[Saved entries]
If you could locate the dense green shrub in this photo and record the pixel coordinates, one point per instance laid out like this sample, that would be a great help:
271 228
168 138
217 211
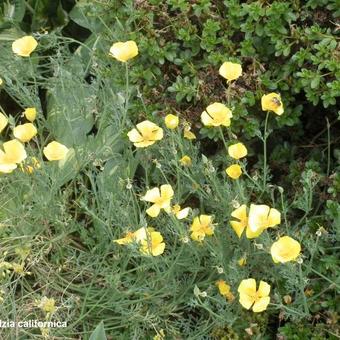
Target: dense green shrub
59 221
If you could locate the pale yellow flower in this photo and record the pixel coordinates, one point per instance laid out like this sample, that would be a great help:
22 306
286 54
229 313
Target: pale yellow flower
30 113
55 151
171 121
161 199
153 245
124 51
145 134
188 134
272 102
24 46
285 249
216 114
179 212
25 132
234 171
3 121
237 150
230 71
201 226
185 161
262 217
250 297
241 215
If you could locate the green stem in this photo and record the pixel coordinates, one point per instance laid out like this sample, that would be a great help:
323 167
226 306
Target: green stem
126 94
265 152
303 292
223 139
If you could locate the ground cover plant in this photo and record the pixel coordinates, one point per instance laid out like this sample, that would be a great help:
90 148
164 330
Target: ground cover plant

**EXERCISE OBJECTIVE**
Please output the records above exactly, without the pictures.

**THE COMPLETED TASK**
If you could locate the dense green shrub in this photo and record the pixel coordinates, one point per instance laid out like this sample, that would be a great help:
271 228
168 138
217 211
Target: dense green shrub
59 221
If you could locate the pale yellow flower in this photo and record the pixel coordinates, one point per instance laid out like this sample, that would be a great help:
22 306
286 54
229 313
Target: pale yellow flower
30 113
55 151
171 121
161 199
153 245
124 51
145 134
188 134
272 102
24 46
285 249
216 114
179 212
25 132
234 171
3 121
237 150
230 71
201 226
185 161
262 217
250 297
241 215
If you could locate the green stem in this photo and record the pixel coordinates, one point per instance laid out like this sample, that would be a great help:
323 167
226 306
Target: green stem
126 94
265 152
303 292
223 139
If you could locate the ground cover plant in this photo and record the pixel coordinates, one point per instance laid out like this sample, that would be a great help:
90 148
164 330
Target: ground cover plant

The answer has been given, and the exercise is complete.